(Records from a pointing dataset)
____________
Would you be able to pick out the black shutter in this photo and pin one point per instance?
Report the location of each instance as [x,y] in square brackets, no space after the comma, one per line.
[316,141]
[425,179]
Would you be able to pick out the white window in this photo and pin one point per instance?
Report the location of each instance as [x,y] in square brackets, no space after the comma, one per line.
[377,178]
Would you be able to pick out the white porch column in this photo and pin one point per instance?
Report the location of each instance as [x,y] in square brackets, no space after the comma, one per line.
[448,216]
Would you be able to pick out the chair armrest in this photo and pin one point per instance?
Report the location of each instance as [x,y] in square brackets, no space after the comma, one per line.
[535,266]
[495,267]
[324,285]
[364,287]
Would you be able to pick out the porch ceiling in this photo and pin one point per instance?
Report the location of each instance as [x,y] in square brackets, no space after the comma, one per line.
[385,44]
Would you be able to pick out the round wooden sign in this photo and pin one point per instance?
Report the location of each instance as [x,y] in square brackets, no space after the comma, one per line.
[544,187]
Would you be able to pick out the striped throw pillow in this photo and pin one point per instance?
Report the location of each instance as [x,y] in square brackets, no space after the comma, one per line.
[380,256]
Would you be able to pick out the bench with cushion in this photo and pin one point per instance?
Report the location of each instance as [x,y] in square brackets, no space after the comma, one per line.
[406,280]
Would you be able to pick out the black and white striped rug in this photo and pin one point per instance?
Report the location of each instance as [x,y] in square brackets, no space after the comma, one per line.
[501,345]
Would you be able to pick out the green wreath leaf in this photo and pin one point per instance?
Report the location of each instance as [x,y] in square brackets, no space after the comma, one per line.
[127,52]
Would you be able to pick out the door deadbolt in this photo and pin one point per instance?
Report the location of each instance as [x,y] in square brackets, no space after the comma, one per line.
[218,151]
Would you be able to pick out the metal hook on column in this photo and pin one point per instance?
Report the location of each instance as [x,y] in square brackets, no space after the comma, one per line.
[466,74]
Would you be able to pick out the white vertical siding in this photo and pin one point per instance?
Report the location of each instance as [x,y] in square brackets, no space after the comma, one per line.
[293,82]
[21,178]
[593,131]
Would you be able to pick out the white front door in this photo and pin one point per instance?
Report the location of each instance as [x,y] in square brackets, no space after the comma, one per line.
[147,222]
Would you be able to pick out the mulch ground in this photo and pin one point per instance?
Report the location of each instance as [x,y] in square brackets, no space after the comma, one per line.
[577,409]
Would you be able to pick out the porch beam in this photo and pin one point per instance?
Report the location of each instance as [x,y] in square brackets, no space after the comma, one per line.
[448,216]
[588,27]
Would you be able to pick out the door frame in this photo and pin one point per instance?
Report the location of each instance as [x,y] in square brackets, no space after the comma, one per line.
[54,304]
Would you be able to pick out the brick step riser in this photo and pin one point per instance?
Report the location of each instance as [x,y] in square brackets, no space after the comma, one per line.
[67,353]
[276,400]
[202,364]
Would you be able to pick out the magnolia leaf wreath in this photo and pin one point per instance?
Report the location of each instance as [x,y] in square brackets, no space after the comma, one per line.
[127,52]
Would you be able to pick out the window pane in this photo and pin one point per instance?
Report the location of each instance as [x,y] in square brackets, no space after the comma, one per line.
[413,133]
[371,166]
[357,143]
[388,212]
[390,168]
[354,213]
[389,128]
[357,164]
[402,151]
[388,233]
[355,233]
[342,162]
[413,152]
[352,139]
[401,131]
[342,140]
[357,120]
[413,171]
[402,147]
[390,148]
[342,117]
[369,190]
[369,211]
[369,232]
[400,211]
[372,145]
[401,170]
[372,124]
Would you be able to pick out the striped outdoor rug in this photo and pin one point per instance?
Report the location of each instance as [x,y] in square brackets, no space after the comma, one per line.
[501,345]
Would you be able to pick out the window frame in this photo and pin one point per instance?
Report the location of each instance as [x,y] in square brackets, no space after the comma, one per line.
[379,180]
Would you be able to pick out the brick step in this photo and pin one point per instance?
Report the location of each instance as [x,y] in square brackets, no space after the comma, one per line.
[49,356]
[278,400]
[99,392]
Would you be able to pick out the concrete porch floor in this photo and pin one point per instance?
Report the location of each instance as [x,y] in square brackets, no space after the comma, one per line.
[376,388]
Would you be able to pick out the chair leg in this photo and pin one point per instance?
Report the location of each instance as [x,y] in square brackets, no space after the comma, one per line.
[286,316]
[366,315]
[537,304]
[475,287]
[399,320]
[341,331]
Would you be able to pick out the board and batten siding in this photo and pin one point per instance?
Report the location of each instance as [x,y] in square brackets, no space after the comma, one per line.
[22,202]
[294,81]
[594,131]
____________
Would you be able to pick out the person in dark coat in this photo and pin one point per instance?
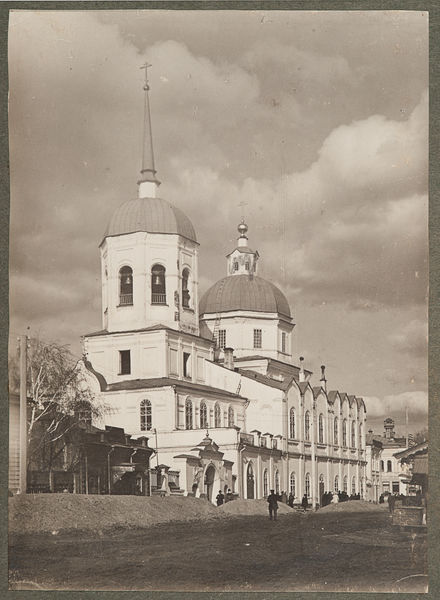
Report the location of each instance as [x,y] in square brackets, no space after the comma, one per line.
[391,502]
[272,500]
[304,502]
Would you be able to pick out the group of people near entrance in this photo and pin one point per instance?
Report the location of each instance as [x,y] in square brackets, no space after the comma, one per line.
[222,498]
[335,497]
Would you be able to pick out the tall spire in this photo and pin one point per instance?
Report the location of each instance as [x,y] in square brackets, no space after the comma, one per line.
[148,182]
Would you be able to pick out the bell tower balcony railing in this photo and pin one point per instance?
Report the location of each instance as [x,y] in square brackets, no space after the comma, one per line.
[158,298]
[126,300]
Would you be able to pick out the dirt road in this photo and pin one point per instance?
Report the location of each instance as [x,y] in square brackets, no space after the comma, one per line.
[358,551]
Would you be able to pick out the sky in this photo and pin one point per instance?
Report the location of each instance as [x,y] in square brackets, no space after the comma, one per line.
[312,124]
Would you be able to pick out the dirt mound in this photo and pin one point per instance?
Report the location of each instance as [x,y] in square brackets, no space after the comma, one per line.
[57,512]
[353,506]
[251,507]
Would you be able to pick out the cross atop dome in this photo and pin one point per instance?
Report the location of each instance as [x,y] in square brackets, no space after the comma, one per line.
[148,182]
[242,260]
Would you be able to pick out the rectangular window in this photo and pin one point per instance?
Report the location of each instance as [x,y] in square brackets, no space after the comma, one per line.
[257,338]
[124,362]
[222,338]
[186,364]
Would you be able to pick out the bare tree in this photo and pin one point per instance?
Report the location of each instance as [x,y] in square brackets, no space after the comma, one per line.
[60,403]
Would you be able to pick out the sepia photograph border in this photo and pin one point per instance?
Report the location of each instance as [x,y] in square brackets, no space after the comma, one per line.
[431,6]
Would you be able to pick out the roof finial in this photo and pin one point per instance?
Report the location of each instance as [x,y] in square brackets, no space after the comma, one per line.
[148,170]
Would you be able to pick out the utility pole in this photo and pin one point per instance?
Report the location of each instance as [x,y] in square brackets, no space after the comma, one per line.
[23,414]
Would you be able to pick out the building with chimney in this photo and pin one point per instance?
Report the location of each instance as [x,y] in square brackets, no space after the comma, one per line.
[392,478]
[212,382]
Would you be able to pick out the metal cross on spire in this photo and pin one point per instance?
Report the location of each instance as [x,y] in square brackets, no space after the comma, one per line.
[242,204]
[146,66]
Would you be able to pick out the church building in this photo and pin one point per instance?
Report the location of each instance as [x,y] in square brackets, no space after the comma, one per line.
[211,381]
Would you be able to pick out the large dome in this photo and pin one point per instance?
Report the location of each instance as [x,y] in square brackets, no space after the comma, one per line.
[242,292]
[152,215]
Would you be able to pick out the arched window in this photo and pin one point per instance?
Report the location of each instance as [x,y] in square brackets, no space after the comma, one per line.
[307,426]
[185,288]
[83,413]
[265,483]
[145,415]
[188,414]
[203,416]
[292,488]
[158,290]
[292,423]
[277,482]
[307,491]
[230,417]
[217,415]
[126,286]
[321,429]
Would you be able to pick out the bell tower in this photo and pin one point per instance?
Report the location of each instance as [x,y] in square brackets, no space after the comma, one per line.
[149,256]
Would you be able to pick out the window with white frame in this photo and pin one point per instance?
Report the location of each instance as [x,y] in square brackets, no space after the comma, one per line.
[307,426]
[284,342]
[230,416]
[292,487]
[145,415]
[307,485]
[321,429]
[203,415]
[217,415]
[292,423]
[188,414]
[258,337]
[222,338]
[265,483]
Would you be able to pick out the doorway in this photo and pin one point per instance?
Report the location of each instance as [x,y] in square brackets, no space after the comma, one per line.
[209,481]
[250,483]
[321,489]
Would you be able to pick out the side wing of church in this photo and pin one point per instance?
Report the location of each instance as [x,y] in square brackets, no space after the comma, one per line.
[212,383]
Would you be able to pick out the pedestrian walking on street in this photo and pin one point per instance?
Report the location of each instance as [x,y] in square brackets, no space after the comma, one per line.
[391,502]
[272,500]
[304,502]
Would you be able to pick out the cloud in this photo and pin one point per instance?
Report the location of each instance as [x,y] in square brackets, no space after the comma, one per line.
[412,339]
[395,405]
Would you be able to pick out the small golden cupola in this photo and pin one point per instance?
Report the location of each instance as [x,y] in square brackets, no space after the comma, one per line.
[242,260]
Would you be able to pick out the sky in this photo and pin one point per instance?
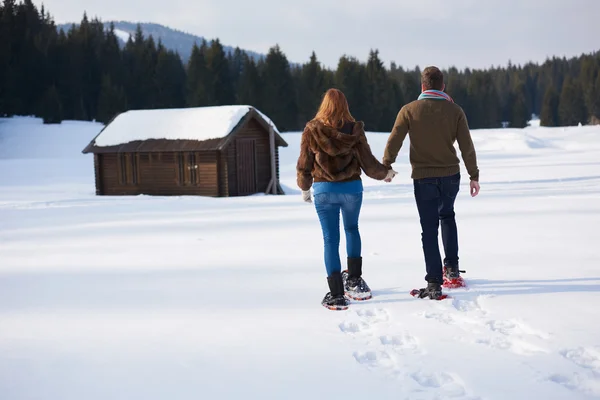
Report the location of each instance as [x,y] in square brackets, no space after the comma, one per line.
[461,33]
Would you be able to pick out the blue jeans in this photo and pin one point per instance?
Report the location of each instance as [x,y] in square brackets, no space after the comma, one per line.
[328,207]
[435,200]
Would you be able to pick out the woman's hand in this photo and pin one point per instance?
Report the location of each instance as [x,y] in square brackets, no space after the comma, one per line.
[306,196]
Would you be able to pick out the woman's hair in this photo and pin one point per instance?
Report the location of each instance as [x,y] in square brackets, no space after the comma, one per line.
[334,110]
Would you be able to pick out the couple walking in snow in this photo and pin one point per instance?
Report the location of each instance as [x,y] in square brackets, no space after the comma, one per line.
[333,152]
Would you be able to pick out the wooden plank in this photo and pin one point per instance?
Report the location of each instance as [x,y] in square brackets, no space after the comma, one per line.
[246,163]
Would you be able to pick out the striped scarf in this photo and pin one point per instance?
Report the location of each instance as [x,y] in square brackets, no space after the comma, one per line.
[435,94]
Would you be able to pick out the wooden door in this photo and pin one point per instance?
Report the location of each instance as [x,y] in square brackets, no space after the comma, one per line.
____________
■ **DO THIS**:
Report every line in the rows above that contains the word "chair". Matching is case-sensitive.

■ **SOLUTION TO THIS TASK**:
Would you be able to pick out the chair armrest in this photo and pin one point per instance?
Would you be able to pick out the chair leg in this photo and pin one point per instance?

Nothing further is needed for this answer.